# [Exercise]
From the line bearing "Annotate the column" down to the final line of the records below, give every line again exactly and add nothing.

--- Record extracts Enclosed Below ---

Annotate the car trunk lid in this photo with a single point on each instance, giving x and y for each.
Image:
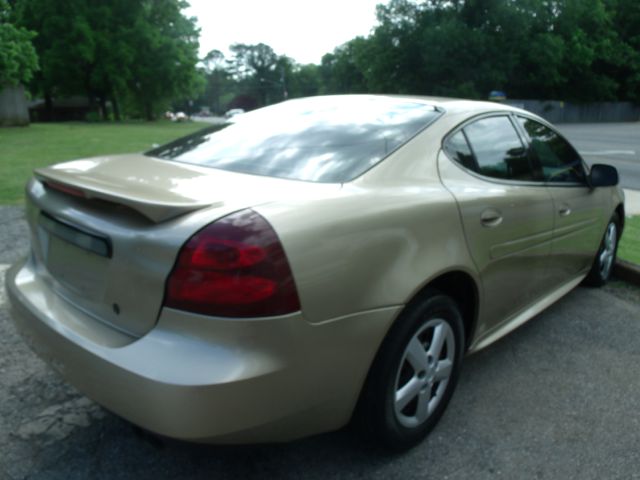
(107, 231)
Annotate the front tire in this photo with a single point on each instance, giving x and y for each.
(606, 257)
(415, 373)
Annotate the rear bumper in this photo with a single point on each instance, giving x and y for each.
(202, 378)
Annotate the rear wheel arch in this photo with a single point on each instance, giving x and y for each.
(463, 289)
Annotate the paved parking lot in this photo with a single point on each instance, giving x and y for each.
(558, 398)
(617, 144)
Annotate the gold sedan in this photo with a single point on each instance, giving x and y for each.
(308, 263)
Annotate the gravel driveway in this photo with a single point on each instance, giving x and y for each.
(558, 398)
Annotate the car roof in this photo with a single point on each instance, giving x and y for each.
(446, 104)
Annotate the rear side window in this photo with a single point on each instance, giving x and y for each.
(495, 148)
(558, 160)
(458, 149)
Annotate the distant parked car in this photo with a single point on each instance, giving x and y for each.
(233, 112)
(263, 280)
(180, 117)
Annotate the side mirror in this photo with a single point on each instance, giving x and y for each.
(603, 176)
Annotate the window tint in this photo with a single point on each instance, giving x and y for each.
(320, 139)
(557, 159)
(458, 149)
(498, 149)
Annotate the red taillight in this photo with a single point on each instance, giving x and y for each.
(234, 267)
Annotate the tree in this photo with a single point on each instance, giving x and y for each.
(163, 68)
(142, 52)
(18, 62)
(258, 71)
(18, 58)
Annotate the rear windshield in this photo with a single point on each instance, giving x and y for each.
(321, 139)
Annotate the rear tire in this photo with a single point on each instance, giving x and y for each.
(414, 374)
(605, 259)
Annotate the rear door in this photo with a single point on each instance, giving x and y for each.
(579, 211)
(507, 214)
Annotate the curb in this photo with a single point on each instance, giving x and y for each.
(627, 271)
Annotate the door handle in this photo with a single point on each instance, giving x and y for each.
(564, 211)
(490, 218)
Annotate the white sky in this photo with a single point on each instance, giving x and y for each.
(303, 30)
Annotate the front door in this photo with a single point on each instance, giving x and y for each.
(507, 215)
(579, 211)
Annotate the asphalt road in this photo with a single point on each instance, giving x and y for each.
(558, 398)
(617, 144)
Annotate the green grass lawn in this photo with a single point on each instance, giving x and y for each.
(24, 148)
(629, 248)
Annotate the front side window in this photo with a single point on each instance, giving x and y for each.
(498, 150)
(319, 139)
(556, 157)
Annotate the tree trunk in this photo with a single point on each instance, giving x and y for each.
(102, 105)
(48, 107)
(116, 108)
(13, 107)
(148, 111)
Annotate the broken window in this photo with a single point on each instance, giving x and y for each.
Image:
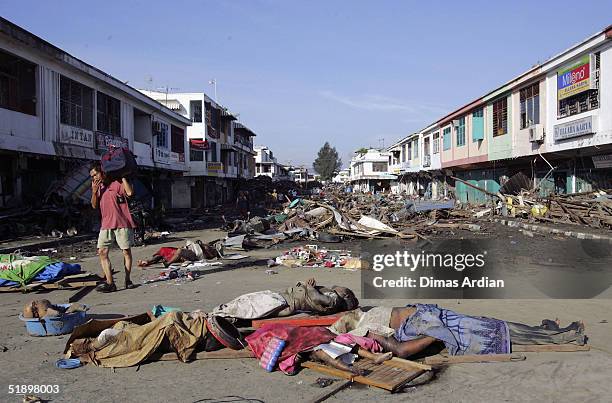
(530, 105)
(436, 143)
(108, 114)
(500, 117)
(17, 84)
(586, 100)
(460, 130)
(380, 167)
(447, 141)
(76, 104)
(177, 144)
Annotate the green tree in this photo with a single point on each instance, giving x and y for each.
(327, 162)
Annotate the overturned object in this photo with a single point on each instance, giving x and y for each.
(56, 320)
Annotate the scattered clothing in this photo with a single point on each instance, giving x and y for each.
(359, 323)
(461, 334)
(114, 207)
(134, 344)
(297, 339)
(521, 334)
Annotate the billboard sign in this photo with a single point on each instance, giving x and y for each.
(574, 78)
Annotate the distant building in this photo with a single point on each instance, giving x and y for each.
(343, 176)
(265, 163)
(220, 148)
(369, 171)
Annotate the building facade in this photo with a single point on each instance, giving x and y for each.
(266, 163)
(369, 171)
(552, 123)
(58, 114)
(220, 148)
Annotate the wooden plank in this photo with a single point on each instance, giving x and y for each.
(323, 397)
(225, 353)
(76, 284)
(388, 377)
(460, 359)
(407, 364)
(538, 348)
(300, 320)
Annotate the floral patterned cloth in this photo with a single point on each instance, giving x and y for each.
(461, 334)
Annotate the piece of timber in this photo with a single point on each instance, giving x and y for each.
(80, 293)
(300, 320)
(388, 377)
(537, 348)
(323, 397)
(223, 354)
(407, 364)
(461, 359)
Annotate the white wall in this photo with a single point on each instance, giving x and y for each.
(602, 118)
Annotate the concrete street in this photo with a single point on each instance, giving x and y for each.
(579, 376)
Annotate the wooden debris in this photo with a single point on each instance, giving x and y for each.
(460, 359)
(388, 376)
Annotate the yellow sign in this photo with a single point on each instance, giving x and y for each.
(214, 168)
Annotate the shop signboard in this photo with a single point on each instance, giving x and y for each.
(76, 136)
(575, 128)
(602, 161)
(574, 78)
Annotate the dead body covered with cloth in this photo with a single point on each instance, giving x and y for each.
(401, 331)
(303, 297)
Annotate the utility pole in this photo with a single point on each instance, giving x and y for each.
(213, 82)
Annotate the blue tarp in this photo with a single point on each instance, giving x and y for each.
(52, 272)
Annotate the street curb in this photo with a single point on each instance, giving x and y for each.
(49, 244)
(549, 230)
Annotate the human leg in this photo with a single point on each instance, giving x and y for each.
(402, 349)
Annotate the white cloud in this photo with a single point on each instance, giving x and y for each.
(373, 102)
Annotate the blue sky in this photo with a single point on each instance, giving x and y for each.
(300, 73)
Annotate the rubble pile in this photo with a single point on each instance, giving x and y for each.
(517, 198)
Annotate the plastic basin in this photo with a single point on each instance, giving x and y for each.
(54, 325)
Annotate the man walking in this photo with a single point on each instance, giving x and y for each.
(117, 223)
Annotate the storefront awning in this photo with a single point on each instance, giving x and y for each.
(172, 104)
(199, 144)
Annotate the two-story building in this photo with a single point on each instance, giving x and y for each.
(220, 148)
(552, 123)
(266, 163)
(59, 113)
(369, 171)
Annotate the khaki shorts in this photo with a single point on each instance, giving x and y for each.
(123, 236)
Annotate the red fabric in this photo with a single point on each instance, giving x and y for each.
(114, 215)
(297, 339)
(167, 253)
(364, 342)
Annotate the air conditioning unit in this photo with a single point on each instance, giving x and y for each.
(536, 133)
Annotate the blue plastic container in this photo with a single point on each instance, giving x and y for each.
(54, 325)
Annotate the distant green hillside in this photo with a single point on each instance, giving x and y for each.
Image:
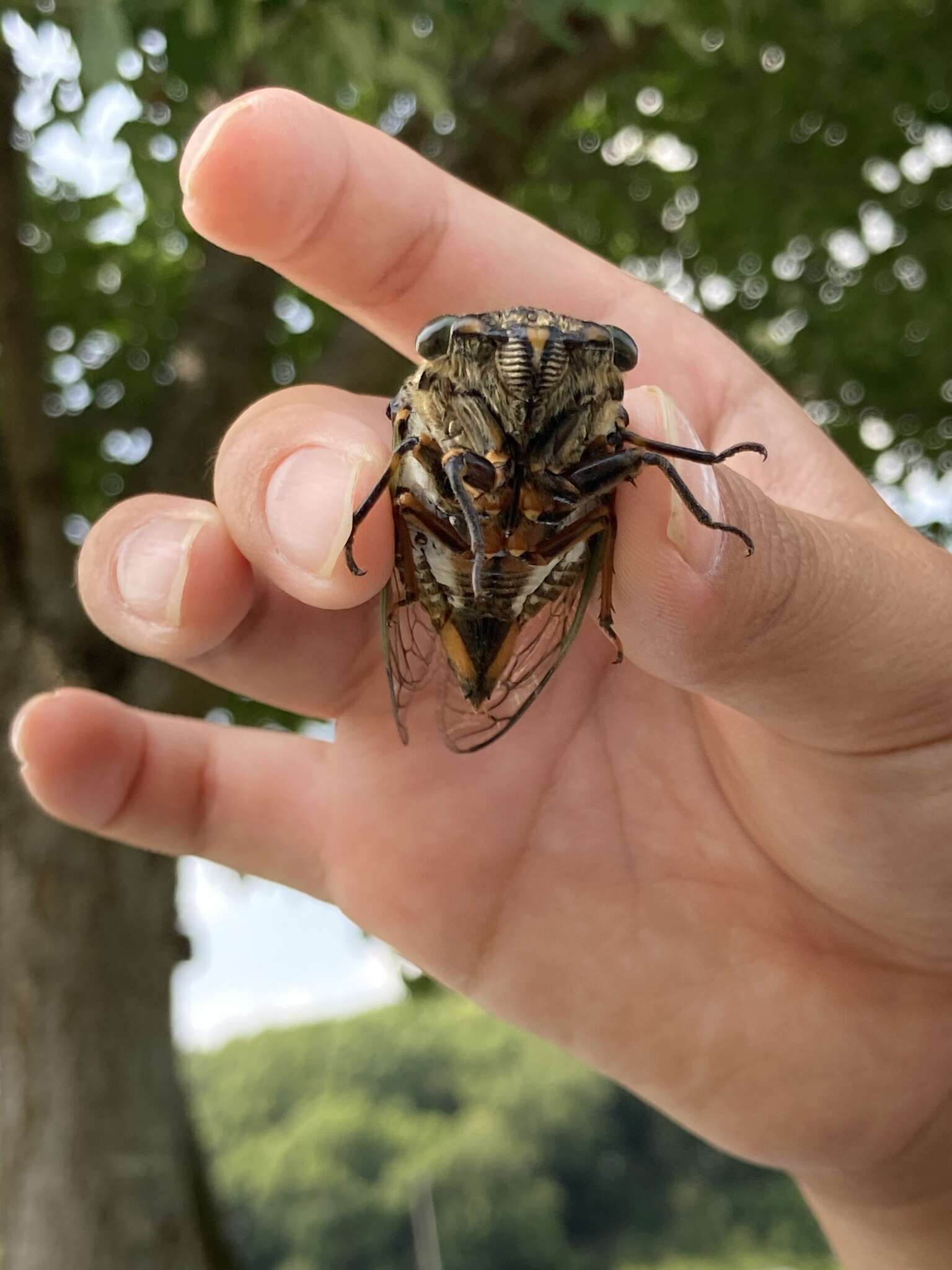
(323, 1135)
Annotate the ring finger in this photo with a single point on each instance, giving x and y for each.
(250, 593)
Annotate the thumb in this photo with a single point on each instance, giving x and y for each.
(833, 633)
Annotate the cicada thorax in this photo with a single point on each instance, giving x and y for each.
(508, 445)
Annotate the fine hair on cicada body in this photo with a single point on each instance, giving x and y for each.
(509, 442)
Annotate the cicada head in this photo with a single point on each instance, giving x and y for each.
(528, 363)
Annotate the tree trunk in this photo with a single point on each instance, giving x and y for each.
(98, 1163)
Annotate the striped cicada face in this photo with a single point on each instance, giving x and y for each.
(508, 445)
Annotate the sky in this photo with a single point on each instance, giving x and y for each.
(265, 956)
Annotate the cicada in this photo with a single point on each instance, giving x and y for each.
(509, 442)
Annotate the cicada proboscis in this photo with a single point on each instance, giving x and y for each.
(509, 442)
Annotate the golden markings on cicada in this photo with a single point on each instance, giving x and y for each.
(509, 442)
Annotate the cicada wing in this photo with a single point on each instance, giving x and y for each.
(540, 647)
(409, 639)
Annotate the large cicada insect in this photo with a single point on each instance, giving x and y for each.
(508, 445)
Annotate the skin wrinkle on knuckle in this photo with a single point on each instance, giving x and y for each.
(415, 259)
(405, 270)
(767, 619)
(309, 238)
(201, 809)
(113, 822)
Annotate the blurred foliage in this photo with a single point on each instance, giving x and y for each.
(786, 169)
(320, 1137)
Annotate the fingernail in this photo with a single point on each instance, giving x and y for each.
(17, 726)
(699, 546)
(310, 507)
(205, 138)
(151, 567)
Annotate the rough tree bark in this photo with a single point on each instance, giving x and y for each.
(98, 1165)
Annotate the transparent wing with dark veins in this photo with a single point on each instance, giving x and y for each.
(540, 648)
(409, 642)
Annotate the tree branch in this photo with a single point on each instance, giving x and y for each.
(36, 554)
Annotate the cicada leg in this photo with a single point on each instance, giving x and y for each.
(372, 498)
(696, 456)
(604, 609)
(601, 521)
(603, 475)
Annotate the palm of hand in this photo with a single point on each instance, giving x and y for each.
(733, 900)
(650, 865)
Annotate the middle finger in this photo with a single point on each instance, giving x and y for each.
(240, 595)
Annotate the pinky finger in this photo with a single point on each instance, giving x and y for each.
(245, 798)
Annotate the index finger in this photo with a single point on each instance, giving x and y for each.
(390, 239)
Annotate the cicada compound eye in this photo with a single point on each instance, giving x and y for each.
(625, 350)
(433, 339)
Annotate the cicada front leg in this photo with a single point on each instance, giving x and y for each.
(372, 498)
(606, 474)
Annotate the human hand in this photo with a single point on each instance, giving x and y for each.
(720, 873)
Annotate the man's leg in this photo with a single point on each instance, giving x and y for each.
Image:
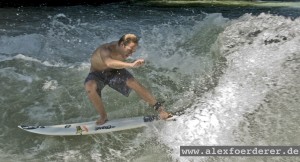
(91, 89)
(146, 95)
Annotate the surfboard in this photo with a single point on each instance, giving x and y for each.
(87, 128)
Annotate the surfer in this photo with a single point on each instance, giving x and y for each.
(108, 67)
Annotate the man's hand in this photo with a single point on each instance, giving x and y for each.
(138, 63)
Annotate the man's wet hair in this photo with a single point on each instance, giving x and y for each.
(128, 38)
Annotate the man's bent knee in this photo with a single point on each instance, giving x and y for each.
(90, 86)
(131, 82)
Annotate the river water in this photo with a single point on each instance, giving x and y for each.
(233, 72)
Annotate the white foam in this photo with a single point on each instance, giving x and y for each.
(50, 85)
(242, 87)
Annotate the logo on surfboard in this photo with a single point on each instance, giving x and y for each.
(105, 127)
(81, 129)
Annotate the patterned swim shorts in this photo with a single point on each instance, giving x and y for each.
(115, 78)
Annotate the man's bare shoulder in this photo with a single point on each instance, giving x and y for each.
(105, 50)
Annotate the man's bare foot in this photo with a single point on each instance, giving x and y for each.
(101, 121)
(163, 114)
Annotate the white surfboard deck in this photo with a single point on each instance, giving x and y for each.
(86, 128)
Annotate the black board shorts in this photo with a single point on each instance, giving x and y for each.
(114, 78)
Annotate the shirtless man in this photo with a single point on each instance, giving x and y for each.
(108, 67)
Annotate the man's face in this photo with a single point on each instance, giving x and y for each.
(129, 49)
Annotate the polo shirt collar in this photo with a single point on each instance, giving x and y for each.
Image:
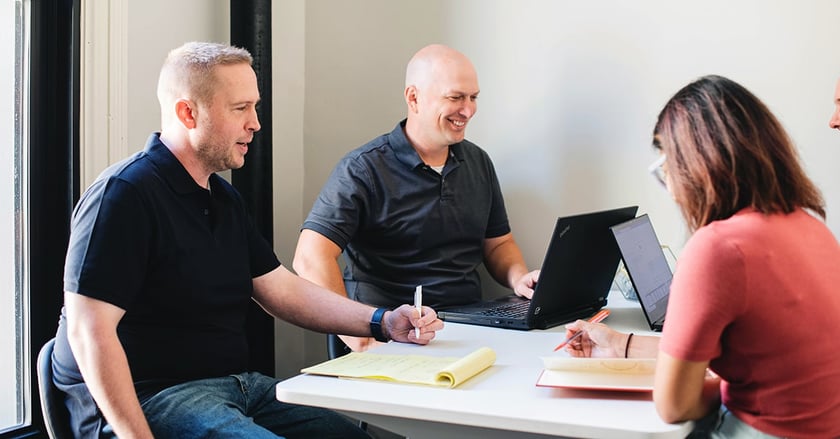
(405, 152)
(171, 169)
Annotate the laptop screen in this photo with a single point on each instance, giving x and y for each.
(646, 265)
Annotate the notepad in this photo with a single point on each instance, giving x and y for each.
(413, 369)
(619, 374)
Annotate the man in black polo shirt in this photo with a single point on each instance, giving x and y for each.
(162, 264)
(417, 206)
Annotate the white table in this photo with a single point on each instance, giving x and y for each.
(501, 402)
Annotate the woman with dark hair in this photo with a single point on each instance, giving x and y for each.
(754, 309)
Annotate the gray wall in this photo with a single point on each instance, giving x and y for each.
(570, 92)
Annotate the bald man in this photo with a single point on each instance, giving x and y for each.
(417, 206)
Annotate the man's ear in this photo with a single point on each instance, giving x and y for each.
(186, 113)
(411, 98)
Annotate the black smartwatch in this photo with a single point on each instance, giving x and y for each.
(376, 325)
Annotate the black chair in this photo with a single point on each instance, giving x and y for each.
(56, 416)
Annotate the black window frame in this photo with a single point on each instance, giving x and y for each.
(53, 163)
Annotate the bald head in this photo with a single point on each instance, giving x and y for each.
(435, 61)
(441, 89)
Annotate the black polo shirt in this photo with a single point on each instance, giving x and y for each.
(402, 224)
(176, 257)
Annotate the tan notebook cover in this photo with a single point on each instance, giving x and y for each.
(413, 369)
(619, 374)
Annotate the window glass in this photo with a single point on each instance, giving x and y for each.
(14, 376)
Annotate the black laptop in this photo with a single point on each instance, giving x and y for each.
(646, 266)
(575, 278)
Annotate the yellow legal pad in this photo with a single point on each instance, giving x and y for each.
(413, 369)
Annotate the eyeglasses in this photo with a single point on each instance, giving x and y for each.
(658, 170)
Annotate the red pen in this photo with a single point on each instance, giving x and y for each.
(600, 315)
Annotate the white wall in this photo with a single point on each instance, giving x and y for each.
(570, 90)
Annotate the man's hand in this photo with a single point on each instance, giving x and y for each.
(400, 324)
(524, 286)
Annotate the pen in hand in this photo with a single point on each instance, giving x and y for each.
(601, 315)
(418, 303)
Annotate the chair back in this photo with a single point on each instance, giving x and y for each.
(56, 416)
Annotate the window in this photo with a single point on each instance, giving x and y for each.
(14, 376)
(39, 49)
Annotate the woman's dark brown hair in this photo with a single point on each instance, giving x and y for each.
(726, 151)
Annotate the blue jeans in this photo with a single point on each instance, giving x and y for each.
(722, 424)
(239, 406)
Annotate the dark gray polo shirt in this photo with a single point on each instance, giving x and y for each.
(401, 224)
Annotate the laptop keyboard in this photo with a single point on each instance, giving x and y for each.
(515, 309)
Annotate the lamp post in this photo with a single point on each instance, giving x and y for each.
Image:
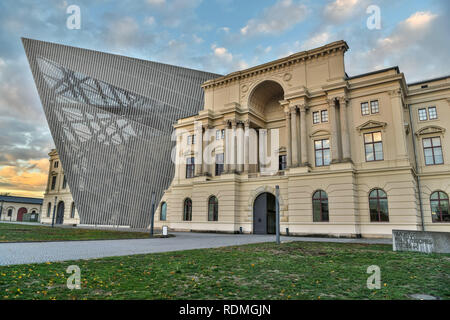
(277, 208)
(153, 214)
(54, 210)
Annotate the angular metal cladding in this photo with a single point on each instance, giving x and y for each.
(111, 118)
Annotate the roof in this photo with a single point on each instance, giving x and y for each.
(21, 200)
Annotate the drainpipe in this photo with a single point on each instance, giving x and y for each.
(417, 168)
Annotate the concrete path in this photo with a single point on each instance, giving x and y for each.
(37, 252)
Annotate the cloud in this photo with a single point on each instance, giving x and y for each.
(282, 16)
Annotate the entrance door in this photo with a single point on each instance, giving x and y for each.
(20, 214)
(60, 213)
(264, 214)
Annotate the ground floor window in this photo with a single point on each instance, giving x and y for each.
(187, 212)
(378, 206)
(163, 213)
(320, 206)
(439, 207)
(213, 209)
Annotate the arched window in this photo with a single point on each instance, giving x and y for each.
(187, 213)
(378, 206)
(439, 207)
(163, 213)
(49, 209)
(320, 206)
(72, 210)
(213, 209)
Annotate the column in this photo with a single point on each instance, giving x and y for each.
(233, 147)
(303, 136)
(198, 147)
(294, 136)
(399, 123)
(346, 153)
(246, 146)
(334, 131)
(287, 114)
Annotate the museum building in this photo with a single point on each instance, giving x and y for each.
(356, 156)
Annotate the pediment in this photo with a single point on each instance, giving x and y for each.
(371, 124)
(320, 133)
(430, 130)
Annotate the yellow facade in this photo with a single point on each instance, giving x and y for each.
(289, 95)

--- End of Enclosed Record extracts ---

# [Task response]
Annotate the column in this photo with a single point on each instance, giving x and y for each.
(233, 147)
(303, 136)
(198, 147)
(294, 136)
(399, 123)
(346, 153)
(246, 146)
(334, 131)
(287, 114)
Annotate the museum building in this photo with a single point on each instance, giving x and y for each.
(356, 156)
Annotate the pediment in this photo with a single point on each instance, giving x and y for each.
(371, 124)
(320, 133)
(430, 130)
Annotate the yellow facade in this photo with a single point on each instance, giving x and y for each.
(289, 95)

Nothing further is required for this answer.